# Information shown
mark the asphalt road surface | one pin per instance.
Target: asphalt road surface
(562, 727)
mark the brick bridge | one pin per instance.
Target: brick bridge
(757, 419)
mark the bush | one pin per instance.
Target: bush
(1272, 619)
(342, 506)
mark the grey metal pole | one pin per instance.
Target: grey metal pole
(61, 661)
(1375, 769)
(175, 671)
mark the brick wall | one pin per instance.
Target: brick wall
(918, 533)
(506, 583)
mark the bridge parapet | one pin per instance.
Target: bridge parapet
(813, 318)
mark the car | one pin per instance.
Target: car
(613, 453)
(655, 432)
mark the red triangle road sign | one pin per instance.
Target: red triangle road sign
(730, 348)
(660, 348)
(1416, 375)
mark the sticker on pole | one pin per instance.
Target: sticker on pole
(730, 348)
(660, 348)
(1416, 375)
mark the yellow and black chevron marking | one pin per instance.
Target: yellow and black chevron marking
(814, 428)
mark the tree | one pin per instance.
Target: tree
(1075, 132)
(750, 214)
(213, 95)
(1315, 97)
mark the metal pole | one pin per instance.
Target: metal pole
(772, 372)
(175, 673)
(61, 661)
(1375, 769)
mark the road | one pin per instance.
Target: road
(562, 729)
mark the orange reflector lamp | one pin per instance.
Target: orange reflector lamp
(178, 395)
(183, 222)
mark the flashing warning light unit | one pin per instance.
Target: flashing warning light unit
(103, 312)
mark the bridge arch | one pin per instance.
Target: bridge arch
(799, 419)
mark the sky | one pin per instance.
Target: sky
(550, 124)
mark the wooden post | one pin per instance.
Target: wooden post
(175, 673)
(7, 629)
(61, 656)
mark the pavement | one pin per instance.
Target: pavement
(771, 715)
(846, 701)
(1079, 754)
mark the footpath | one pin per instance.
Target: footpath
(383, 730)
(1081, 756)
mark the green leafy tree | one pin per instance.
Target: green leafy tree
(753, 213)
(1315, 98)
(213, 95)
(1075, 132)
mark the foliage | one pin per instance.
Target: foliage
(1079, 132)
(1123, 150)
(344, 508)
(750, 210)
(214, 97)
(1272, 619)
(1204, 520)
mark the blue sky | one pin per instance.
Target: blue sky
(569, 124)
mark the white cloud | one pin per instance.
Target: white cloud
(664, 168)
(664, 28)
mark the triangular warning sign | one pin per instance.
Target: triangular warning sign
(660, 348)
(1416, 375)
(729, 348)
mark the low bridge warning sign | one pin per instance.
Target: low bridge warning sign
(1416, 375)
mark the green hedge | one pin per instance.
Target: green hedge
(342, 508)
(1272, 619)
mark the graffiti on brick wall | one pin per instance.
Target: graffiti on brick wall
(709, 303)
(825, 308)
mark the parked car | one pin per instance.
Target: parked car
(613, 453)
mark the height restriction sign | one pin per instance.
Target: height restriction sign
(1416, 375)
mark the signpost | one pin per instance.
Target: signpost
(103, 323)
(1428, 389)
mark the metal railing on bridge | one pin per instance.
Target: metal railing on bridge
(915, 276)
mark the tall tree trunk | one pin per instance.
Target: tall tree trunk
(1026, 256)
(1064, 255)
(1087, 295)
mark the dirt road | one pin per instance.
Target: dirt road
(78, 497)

# What to work on
Every line from the one with "mark the signpost | one pin per instance." through the last line of the records above should be returned exactly, please, and no others.

# Answer for the task
mark the signpost | one pin per instance.
Target: signpost
(103, 323)
(1428, 389)
mark the metal railing on bridge | one pin per instance.
Target: metal railing on bridge
(915, 276)
mark the tall tree trunk | one pin per instance.
Target: tall tree trunk
(1026, 256)
(1064, 255)
(1087, 295)
mark the dirt road | one pin per instance.
Target: dirt road
(78, 497)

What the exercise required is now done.